## READING PASSAGE
•••

When referring to many people the quantity endings that are stated in the Demonstratives section are added. Indefinite pronouns are used to refer to unidentified objects or people. They are:
 nyamba, something
 ngana, someone
 nganali, someone did it
 nyangurla, sometime
 ngadjanga, some amount
 wanjuwarra, somewhere

=== Quantity endings ===
Quantity and numbers are indicated with endings that are added to words. Such are -kujarra for "two", -darra or -walija for "many".

=== Sentences ===
The structure of sentences in Mudbura language does not follow specific rules, the subject can go in any order throughout a sentence and noun phrases may come apart if needed under the condition that all words of the phrase follow the same grammatical case.

Sentences can be intransitive meaning they do not include an object, transitive in which they include an object and a subject, semi-transitive in which they include a subject and an indirect object, and ditransitive in which they include a subject, an object and an indirect object.

Showing possession in a sentence can be expressed with bound or free pronouns in the case the speaker is referring to a part of their body, or with possessive pronouns in the case the speaker is referring to something they own.

Negative sentences are formed with the word kula combined with the verb in the associated tense. This indicates that something "is not", "was not" or "will not" and in terms of structure kula is found at the beginning of the sentence or right after the first word. Other words and endings such as -mulu (don't), wakurni (no or nothing) and -wangka (without) can be used to express negativity.

Linking words or additional endings may be used in more complex sentences when these include more than 1 clause. Examples are:
- -baa and -maa that mean "when, if, which, who"
- abala that means "when, that, while, which, then"
- amba that means "so that, that, which, while"
The word "and" does not exist in the Mudbura language as words are either expressed consecutively without any linking words or some of the linking words stated above may be used.

•••

## DATA

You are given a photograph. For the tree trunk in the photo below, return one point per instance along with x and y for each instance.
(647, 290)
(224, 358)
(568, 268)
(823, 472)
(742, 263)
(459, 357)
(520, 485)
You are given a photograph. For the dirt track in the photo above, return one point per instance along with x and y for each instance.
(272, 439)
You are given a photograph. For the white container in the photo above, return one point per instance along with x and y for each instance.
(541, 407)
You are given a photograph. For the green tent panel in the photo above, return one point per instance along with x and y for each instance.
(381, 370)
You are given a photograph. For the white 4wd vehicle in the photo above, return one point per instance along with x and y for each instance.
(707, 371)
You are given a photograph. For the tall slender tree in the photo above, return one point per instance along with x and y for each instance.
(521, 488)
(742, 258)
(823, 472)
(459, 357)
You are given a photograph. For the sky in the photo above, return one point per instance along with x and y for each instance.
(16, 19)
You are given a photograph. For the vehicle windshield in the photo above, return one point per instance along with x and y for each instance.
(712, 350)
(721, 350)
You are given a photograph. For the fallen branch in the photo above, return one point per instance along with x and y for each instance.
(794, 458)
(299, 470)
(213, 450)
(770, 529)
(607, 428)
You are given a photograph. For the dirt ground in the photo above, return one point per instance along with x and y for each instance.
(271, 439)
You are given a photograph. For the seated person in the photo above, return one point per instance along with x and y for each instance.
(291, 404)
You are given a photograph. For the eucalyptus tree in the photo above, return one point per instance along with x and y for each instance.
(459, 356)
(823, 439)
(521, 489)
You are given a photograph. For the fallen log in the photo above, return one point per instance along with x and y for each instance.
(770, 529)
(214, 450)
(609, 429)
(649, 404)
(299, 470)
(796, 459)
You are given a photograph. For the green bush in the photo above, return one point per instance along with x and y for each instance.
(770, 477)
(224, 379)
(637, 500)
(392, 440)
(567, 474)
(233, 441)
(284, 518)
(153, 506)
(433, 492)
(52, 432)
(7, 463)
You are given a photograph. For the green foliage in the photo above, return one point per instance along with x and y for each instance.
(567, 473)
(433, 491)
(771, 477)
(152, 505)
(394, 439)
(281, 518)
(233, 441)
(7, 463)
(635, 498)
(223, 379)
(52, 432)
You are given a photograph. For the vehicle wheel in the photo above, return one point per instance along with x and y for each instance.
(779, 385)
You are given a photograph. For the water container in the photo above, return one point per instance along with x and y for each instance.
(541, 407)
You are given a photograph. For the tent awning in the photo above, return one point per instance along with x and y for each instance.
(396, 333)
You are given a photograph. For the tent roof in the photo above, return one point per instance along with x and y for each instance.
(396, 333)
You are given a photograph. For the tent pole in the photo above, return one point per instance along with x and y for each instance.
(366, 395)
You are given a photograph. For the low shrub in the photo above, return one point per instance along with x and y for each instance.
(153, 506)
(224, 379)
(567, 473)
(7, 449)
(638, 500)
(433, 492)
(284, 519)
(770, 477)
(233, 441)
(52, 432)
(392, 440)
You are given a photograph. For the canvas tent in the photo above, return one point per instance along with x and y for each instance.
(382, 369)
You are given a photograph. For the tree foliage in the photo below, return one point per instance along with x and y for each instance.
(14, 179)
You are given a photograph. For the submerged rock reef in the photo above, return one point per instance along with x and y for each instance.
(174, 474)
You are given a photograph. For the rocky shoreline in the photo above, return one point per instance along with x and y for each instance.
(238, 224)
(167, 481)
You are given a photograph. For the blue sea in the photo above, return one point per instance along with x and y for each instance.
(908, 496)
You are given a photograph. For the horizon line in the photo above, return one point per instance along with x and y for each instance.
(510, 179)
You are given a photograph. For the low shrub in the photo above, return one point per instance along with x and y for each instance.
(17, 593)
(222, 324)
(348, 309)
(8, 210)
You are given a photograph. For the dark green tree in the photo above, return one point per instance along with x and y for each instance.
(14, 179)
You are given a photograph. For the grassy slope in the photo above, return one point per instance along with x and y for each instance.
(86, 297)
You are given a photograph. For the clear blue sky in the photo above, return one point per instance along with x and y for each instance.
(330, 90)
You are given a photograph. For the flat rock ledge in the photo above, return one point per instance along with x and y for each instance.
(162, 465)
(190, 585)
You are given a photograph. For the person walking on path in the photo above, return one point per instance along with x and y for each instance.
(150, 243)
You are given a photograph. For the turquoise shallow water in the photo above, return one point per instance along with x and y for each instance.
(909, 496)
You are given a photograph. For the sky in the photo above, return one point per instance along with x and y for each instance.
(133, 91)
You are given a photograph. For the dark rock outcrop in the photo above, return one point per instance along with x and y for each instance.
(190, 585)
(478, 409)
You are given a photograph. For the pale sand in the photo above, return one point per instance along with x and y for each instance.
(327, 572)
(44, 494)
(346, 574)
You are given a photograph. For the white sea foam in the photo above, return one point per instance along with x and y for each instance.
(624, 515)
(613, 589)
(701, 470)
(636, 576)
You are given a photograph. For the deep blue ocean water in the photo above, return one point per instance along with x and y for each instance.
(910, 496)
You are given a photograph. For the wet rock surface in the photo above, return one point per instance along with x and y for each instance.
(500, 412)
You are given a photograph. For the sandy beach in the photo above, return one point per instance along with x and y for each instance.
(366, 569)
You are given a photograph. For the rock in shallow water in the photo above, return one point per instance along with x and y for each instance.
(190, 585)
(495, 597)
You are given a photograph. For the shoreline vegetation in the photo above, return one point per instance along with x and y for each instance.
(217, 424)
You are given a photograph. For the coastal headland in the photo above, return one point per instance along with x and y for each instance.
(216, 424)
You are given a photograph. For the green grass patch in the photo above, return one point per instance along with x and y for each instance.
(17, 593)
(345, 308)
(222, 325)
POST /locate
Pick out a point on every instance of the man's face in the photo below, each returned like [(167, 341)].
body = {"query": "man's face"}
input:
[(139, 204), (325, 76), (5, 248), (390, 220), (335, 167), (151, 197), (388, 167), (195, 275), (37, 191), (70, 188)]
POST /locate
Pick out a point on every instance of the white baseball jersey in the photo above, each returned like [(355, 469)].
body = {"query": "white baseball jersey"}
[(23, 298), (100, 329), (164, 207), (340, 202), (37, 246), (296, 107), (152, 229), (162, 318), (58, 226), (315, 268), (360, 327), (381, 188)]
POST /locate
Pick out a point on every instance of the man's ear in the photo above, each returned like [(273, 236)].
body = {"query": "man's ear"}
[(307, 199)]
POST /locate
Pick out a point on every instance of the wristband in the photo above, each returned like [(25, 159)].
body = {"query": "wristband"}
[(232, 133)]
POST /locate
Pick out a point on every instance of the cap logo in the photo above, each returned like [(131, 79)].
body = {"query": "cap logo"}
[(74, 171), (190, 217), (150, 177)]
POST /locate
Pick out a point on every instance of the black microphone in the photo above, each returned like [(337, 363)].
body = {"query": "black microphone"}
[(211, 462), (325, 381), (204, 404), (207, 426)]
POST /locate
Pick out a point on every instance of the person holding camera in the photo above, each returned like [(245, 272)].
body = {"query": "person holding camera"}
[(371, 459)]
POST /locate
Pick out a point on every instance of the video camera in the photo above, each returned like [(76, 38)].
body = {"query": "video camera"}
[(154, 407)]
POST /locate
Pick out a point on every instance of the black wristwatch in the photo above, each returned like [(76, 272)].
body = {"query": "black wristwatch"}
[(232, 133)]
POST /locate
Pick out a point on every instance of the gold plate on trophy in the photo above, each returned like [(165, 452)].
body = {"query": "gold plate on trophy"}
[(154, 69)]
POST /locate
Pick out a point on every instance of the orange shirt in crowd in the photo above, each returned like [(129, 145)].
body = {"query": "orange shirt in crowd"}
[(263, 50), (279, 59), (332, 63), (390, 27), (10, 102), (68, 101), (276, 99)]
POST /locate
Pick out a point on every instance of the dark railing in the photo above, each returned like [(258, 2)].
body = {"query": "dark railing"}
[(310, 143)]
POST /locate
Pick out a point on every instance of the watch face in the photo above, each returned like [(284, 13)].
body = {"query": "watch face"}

•••

## TASK LIST
• a. In the Mudbura grammar passage, what word is used to form negative sentences?
• b. Output the part of the Mudbura grammar passage that begins at the words "Showing possession in" and stops after "to express negativity.".
The records have nothing to do with the Mudbura grammar passage.

## TASK RESPONSES
• a. The word kula, combined with the verb in the associated tense.

• b.
Showing possession in a sentence can be expressed with bound or free pronouns in the case the speaker is referring to a part of their body, or with possessive pronouns in the case the speaker is referring to something they own.

Negative sentences are formed with the word kula combined with the verb in the associated tense. This indicates that something "is not", "was not" or "will not" and in terms of structure kula is found at the beginning of the sentence or right after the first word. Other words and endings such as -mulu (don't), wakurni (no or nothing) and -wangka (without) can be used to express negativity.